##### Reading text
Tributes to photographer who captured Leeds United's glory days
Tributes have been paid to a 'gentleman' former Yorkshire Evening Post photographer who was a favourite of legendary Leeds United manager Don Revie.
Irving Crawford was among a scrum of photographers jostling to get pictures of the United team after the Whites European Fairs Cup final victory in Budapest in 1968.
Don Revie came out of the dressing room, recognised Mr Crawford in a crowd of journalists and said only he could come in to the dressing room to take photographs.
Mr Crawford's widow Audrey, 87, recalled the Budapest story as she paid tribute to her husband after his death aged 87 at St Gemma's Hospice on December 23.
Mr Crawford, who was a keen golfer, had been suffering from prostate cancer.
Mr Crawford was 14-years-old when he started work as a junior in the photography department at the old Yorkshire Evening News on Trinity Street in Leeds in 1946.
He worked in the dark room alongside a young Peter O'Toole for more than three years.
Mr Crawford became friends with the man who went on to become a screen legend and who starred in 1962 film Lawrence of Arabia.
Mr Crawford became a press photographer and started working for the Yorkshire Evening Post in 1959.
He was promoted to chief photographer in 1965 and photographic manager of Yorkshire Post Newspapers in 1971.
Mr Crawford underwent heart by-pass surgery in 1986 and took early retirement in 1987.
He met his wife Audrey at Middleton Park Golf in 1952 when he was 20 and she was 19 and they married in 1955.
##########
##### Dataset records
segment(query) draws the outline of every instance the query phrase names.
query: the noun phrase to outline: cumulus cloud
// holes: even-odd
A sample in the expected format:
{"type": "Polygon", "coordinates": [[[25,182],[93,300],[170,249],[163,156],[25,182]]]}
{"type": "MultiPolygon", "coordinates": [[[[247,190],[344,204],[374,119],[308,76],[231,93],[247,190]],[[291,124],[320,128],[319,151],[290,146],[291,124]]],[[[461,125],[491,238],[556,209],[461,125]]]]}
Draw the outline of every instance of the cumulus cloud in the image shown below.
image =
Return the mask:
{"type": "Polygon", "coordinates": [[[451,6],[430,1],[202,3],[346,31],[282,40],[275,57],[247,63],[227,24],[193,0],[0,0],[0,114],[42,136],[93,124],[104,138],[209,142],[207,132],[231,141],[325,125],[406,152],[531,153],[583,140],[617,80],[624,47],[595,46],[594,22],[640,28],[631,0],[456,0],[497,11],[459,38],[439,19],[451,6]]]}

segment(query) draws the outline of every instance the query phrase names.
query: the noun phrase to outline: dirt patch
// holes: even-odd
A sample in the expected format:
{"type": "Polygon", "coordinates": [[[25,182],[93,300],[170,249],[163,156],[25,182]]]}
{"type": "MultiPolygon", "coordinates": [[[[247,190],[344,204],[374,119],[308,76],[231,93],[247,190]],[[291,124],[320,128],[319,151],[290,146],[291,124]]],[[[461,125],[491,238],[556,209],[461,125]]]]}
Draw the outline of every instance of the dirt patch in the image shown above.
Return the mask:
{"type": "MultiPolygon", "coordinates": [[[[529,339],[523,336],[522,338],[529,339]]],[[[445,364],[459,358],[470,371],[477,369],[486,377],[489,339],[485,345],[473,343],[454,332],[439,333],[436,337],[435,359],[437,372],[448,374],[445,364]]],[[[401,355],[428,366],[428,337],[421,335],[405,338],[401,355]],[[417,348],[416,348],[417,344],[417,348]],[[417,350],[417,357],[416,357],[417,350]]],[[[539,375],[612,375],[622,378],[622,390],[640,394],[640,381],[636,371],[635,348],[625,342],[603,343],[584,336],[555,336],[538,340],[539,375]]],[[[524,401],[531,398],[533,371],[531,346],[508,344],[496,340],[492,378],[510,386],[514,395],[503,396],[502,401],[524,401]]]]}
##########
● **To do**:
1) According to the tribute to the Leeds United photographer, in what year did Irving Crawford start working for the Yorkshire Evening Post?
2) Resume the tribute to the Leeds United photographer, starting after its last sentence.

● **Expected results**:
1) 1959

2)
Audrey Crawford said the couple's third great grandchild, Fiona Crawford, was born on Thursday December 19, four days before he died.
She said Mr Crawford saw photographs of Fiona while he was at St Gemma's Hospice.
Mrs Crawford said: " He was absolutely thrilled. He was even more thrilled when he found out his grandson had taken the pictures on an SLR camera instead of using a mobile phone."
Paying tribute to her husband, Mrs Crawford said: "He was kind and he was a gentleman."
Mr Crawford's youngest son Gary, 57, said: "He was a gentle giant and he was my hero. I will miss him dearly."
Mr Crawford was actively involved for many years with the Adel War Memorial Association.
He was a former chairman of Adel Tennis Club, where he and his wife and he coached juniors for many years.
He was also a founder chairman and honorary life Member of Adel Squash Club.
Mr Crawford and fellow Headingley Golf Club member Colin Handley ran a successful golf tournament at the club and raised thousands of pounds for local heart charities.
Mr Crawford also leaves son Timothy, 59, and four grandchildren.